--- What is asked ---
Locate every line in the listing below that contains the string "item", with case counting, and copy each such line.

A run of records:
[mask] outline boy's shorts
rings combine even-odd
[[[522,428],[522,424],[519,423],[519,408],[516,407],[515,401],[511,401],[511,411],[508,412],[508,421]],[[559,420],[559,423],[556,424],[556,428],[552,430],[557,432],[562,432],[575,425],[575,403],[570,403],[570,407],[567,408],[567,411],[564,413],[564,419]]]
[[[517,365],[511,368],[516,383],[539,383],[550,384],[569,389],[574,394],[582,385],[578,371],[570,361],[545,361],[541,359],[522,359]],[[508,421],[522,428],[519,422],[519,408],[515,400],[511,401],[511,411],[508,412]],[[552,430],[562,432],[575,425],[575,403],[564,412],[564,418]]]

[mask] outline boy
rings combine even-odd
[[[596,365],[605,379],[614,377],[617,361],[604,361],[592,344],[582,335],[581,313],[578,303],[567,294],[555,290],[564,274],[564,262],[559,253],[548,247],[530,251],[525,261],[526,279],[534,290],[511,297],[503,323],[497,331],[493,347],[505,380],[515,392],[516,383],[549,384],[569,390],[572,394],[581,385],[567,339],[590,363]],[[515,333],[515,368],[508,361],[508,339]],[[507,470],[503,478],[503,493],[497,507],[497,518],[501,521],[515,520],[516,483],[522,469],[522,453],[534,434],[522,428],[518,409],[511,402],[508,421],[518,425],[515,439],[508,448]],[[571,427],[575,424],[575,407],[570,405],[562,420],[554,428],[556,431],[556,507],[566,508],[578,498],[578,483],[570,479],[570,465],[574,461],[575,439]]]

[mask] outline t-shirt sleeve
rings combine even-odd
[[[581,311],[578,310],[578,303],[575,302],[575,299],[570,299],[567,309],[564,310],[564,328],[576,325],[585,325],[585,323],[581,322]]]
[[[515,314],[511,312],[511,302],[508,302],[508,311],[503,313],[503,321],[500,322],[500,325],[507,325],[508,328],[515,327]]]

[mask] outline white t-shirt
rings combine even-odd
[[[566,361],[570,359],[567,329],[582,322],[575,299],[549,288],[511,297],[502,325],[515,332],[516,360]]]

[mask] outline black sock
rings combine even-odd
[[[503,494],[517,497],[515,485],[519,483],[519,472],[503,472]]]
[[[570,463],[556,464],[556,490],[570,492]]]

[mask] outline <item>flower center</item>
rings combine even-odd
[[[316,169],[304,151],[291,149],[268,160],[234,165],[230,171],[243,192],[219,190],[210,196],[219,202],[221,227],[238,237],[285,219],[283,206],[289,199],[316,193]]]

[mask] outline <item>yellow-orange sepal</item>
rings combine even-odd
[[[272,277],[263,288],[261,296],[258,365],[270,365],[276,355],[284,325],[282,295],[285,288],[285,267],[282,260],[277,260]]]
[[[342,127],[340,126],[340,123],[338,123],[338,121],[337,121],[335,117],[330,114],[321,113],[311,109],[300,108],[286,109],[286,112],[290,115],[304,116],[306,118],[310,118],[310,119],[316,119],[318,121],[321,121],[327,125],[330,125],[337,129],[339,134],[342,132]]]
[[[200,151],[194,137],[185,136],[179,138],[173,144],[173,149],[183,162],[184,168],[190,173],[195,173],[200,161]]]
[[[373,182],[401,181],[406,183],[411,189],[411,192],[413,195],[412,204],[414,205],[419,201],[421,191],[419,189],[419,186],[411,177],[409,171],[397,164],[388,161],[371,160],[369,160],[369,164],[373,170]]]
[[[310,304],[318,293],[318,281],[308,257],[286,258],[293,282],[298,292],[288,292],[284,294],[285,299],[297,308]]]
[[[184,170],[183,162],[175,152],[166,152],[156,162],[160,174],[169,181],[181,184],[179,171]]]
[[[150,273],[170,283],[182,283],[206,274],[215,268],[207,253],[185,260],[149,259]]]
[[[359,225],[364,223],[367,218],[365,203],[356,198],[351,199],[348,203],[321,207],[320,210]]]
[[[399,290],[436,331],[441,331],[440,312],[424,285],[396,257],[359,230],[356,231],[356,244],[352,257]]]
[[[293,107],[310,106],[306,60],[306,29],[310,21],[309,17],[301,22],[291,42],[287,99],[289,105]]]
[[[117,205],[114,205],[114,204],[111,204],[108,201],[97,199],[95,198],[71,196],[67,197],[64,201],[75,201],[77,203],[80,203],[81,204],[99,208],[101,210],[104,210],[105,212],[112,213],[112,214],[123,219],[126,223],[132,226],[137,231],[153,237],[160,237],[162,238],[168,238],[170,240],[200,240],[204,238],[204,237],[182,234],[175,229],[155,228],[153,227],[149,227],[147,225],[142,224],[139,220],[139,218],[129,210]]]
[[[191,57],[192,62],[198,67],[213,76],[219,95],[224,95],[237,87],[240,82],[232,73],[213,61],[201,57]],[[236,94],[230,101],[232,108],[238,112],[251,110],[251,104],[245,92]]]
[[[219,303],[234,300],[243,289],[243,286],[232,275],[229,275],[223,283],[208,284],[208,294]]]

--- Full answer ---
[mask] outline <item>flower center</item>
[mask] outline <item>yellow-orange sepal</item>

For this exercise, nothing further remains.